Task instructions =>
Each entry should be quoted word for word, including every mark of punctuation.

[Named-object pointing records]
******
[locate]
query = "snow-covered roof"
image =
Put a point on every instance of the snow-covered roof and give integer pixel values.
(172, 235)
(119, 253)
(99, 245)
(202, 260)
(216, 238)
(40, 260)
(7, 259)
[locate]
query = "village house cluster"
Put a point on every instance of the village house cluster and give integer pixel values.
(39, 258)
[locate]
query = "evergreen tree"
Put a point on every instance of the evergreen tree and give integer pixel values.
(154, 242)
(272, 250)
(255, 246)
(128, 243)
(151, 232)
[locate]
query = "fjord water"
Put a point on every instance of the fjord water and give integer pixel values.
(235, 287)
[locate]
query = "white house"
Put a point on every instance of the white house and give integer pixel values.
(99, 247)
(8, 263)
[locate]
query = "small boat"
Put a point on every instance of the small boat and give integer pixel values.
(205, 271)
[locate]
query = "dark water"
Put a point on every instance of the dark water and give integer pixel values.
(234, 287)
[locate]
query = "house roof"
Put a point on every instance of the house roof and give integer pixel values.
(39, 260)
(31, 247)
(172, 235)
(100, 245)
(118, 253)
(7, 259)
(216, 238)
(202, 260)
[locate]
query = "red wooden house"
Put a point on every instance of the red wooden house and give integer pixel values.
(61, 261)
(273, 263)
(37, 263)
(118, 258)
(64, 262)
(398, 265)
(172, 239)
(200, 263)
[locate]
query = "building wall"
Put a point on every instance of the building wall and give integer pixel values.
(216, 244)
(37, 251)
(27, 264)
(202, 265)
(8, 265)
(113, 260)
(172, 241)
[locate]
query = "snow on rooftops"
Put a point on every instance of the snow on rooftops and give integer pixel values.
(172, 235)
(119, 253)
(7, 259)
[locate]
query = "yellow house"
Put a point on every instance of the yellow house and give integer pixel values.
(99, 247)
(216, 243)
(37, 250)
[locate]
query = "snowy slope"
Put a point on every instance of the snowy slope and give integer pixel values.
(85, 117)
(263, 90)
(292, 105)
******
Written response =>
[locate]
query = "snow-covered roof"
image =
Put a point on every instance of the snow-covered roof and give integer pixel values.
(172, 235)
(119, 253)
(99, 245)
(202, 260)
(216, 238)
(40, 260)
(7, 259)
[locate]
query = "village house cluster"
Put a point on every instance of the village house cluster and give integer pixel values.
(39, 258)
[locate]
query = "evergreen tree"
Put a point on every instance of the evergreen tree and give integer pixel values.
(154, 242)
(272, 250)
(255, 246)
(128, 243)
(151, 232)
[locate]
query = "fjord water"
Put a point on every instance of the fjord water and give integer pixel values.
(235, 287)
[locate]
query = "white house"
Put a point on every instance of the white house and give integer pixel values.
(99, 247)
(8, 263)
[locate]
query = "small boat"
Put a point on every instance of the small boat and give integer pixel values.
(205, 271)
[locate]
query = "dark water"
Put a point on every instance of the dark water and give integer pixel values.
(234, 287)
[locate]
query = "house roof"
Put a point on every instance of the house roof and give integer pixel values.
(39, 260)
(31, 247)
(172, 235)
(100, 245)
(118, 253)
(7, 259)
(216, 238)
(202, 260)
[locate]
query = "red wooden house"
Put a point on every instance of the red wooden house and give integer pixel values.
(61, 261)
(273, 263)
(37, 263)
(118, 258)
(64, 262)
(398, 265)
(172, 239)
(200, 263)
[locate]
query = "building wall"
Put a point on every instance of the building wall and give integer pixel values.
(216, 244)
(37, 251)
(27, 264)
(202, 265)
(8, 265)
(113, 260)
(172, 241)
[locate]
query = "snow on rooftops"
Put a point on every instance of the snow on rooftops and give integer pixel values.
(172, 235)
(119, 253)
(7, 259)
[locate]
query = "yellow house"
Put a point on every instance of the yellow house and give integer pixel values.
(99, 247)
(216, 243)
(37, 250)
[locate]
query = "snowy slope"
Put a point on every instance of the snowy slope and give integer pixel values.
(85, 117)
(263, 90)
(292, 105)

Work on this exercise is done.